**Work to do:** Report every line of the data below that contains the string "blue", copying each one in full. Case counts.

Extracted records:
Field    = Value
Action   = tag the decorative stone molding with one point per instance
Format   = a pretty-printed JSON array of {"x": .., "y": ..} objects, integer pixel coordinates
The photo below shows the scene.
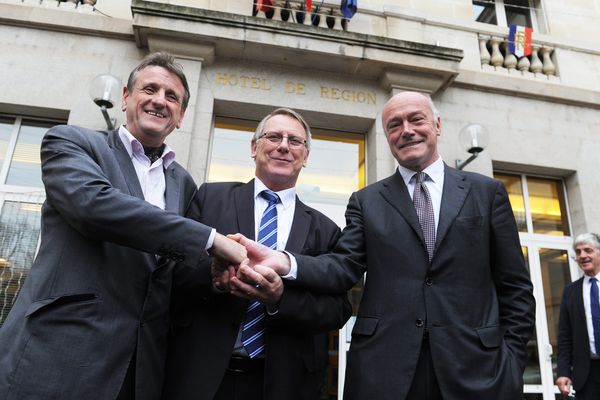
[{"x": 538, "y": 64}]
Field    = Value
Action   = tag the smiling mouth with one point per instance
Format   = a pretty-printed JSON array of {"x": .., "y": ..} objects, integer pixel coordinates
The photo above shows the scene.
[
  {"x": 155, "y": 114},
  {"x": 410, "y": 144}
]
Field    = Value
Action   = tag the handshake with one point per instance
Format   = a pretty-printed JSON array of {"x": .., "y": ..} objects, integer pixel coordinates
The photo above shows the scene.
[{"x": 248, "y": 269}]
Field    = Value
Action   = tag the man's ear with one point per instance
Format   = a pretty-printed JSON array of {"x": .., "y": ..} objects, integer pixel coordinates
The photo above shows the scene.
[{"x": 124, "y": 99}]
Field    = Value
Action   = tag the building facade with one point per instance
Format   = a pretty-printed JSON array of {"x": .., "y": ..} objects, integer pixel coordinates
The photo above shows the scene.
[{"x": 542, "y": 111}]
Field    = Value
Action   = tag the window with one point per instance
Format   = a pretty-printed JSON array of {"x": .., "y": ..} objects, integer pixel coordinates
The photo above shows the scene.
[
  {"x": 21, "y": 198},
  {"x": 541, "y": 212},
  {"x": 510, "y": 12}
]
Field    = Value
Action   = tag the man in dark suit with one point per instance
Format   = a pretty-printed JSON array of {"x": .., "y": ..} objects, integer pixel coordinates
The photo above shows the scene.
[
  {"x": 92, "y": 318},
  {"x": 579, "y": 325},
  {"x": 208, "y": 355},
  {"x": 448, "y": 305}
]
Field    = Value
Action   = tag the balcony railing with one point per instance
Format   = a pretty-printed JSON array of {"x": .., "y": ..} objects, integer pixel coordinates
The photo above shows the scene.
[
  {"x": 494, "y": 55},
  {"x": 82, "y": 5},
  {"x": 324, "y": 14}
]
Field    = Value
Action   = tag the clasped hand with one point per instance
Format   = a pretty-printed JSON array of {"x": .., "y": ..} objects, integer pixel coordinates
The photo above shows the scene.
[{"x": 257, "y": 276}]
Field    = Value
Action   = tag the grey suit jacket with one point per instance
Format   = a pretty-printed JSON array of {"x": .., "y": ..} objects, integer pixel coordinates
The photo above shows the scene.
[
  {"x": 206, "y": 324},
  {"x": 474, "y": 298},
  {"x": 573, "y": 338},
  {"x": 96, "y": 296}
]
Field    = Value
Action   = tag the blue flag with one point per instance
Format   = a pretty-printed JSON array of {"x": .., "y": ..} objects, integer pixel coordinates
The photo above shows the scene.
[{"x": 348, "y": 8}]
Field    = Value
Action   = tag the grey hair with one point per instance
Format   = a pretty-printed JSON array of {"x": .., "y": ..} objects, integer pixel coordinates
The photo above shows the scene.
[
  {"x": 587, "y": 238},
  {"x": 164, "y": 60},
  {"x": 288, "y": 112}
]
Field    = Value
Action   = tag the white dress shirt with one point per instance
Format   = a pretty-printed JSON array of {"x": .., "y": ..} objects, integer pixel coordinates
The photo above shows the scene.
[
  {"x": 151, "y": 176},
  {"x": 285, "y": 211},
  {"x": 588, "y": 312},
  {"x": 434, "y": 184}
]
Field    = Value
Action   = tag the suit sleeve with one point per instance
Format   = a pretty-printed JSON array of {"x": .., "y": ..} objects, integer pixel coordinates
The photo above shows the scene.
[
  {"x": 511, "y": 278},
  {"x": 565, "y": 337},
  {"x": 338, "y": 271},
  {"x": 194, "y": 280},
  {"x": 75, "y": 175},
  {"x": 308, "y": 312}
]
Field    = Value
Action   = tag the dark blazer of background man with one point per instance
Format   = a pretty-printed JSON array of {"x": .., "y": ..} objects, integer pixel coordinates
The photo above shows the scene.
[
  {"x": 455, "y": 327},
  {"x": 92, "y": 317},
  {"x": 578, "y": 361},
  {"x": 206, "y": 327}
]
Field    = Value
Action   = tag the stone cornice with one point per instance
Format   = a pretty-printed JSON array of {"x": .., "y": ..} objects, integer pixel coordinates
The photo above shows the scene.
[{"x": 305, "y": 46}]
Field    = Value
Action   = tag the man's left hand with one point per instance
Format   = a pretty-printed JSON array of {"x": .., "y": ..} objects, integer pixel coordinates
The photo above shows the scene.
[{"x": 257, "y": 282}]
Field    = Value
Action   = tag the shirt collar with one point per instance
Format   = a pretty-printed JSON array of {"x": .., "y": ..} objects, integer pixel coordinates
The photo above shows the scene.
[
  {"x": 587, "y": 278},
  {"x": 287, "y": 196},
  {"x": 435, "y": 171},
  {"x": 134, "y": 147}
]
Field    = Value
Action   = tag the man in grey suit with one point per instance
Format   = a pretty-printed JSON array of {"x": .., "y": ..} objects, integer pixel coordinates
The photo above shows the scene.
[
  {"x": 207, "y": 357},
  {"x": 578, "y": 363},
  {"x": 92, "y": 318},
  {"x": 448, "y": 305}
]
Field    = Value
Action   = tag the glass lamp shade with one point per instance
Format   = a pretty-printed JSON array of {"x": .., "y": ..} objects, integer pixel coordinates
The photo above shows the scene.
[
  {"x": 105, "y": 90},
  {"x": 474, "y": 138}
]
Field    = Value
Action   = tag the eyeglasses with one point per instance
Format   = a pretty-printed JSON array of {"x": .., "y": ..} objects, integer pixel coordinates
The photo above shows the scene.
[{"x": 277, "y": 138}]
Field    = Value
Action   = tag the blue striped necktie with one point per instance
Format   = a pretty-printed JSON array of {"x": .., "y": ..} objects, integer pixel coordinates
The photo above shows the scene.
[
  {"x": 253, "y": 331},
  {"x": 595, "y": 306}
]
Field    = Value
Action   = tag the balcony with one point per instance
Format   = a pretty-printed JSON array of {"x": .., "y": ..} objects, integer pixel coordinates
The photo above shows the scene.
[{"x": 494, "y": 56}]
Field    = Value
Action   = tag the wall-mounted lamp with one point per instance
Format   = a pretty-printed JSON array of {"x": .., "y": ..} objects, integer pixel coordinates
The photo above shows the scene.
[
  {"x": 473, "y": 138},
  {"x": 104, "y": 91}
]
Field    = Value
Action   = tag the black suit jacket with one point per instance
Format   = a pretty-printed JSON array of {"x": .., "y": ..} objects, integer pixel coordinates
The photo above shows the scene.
[
  {"x": 206, "y": 326},
  {"x": 475, "y": 298},
  {"x": 573, "y": 340},
  {"x": 96, "y": 295}
]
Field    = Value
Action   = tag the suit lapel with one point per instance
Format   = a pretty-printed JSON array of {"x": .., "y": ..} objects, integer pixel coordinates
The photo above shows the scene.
[
  {"x": 454, "y": 194},
  {"x": 578, "y": 299},
  {"x": 299, "y": 229},
  {"x": 172, "y": 190},
  {"x": 243, "y": 199},
  {"x": 394, "y": 191},
  {"x": 125, "y": 164}
]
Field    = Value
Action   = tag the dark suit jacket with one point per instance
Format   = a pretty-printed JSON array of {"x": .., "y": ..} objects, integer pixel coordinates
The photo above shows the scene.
[
  {"x": 474, "y": 298},
  {"x": 206, "y": 326},
  {"x": 573, "y": 339},
  {"x": 96, "y": 295}
]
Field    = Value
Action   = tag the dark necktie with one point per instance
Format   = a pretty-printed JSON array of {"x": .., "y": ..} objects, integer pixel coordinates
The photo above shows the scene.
[
  {"x": 595, "y": 306},
  {"x": 254, "y": 322},
  {"x": 424, "y": 208}
]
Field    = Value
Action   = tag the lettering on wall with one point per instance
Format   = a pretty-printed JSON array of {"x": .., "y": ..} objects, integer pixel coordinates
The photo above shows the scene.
[{"x": 249, "y": 82}]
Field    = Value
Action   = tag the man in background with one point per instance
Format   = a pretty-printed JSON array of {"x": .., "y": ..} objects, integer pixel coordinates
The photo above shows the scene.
[
  {"x": 579, "y": 325},
  {"x": 260, "y": 339}
]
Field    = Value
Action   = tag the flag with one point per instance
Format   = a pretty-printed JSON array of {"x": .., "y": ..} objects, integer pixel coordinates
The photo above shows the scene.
[
  {"x": 348, "y": 8},
  {"x": 519, "y": 40},
  {"x": 264, "y": 5}
]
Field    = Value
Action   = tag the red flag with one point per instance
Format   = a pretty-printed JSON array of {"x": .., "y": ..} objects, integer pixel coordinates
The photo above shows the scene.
[{"x": 264, "y": 5}]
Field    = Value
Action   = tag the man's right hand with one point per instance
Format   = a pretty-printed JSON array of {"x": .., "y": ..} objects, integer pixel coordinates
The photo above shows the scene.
[
  {"x": 227, "y": 250},
  {"x": 259, "y": 254},
  {"x": 564, "y": 385}
]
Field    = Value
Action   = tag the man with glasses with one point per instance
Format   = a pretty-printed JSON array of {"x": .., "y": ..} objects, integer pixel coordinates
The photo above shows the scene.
[
  {"x": 579, "y": 325},
  {"x": 260, "y": 338}
]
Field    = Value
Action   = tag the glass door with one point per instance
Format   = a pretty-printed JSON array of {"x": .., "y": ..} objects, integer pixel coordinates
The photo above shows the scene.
[{"x": 540, "y": 208}]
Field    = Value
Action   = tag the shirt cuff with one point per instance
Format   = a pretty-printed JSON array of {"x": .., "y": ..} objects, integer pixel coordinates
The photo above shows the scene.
[
  {"x": 211, "y": 239},
  {"x": 293, "y": 273}
]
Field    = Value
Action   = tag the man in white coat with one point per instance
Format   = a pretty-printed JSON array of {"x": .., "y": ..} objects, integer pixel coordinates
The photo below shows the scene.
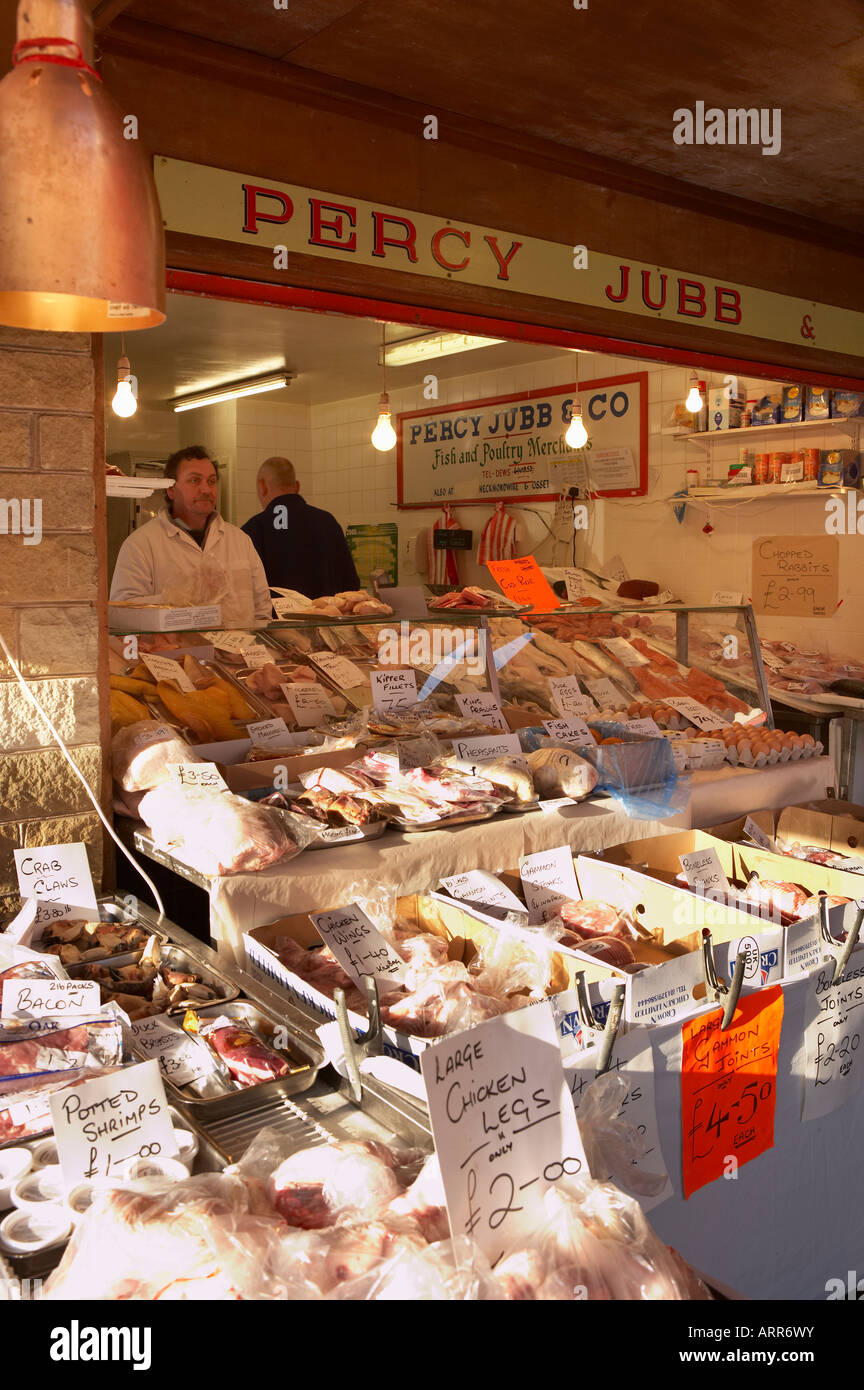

**Expected answer:**
Action   = tag the blue flag with one point per instance
Action   = tag the blue striped necktie with one point per instance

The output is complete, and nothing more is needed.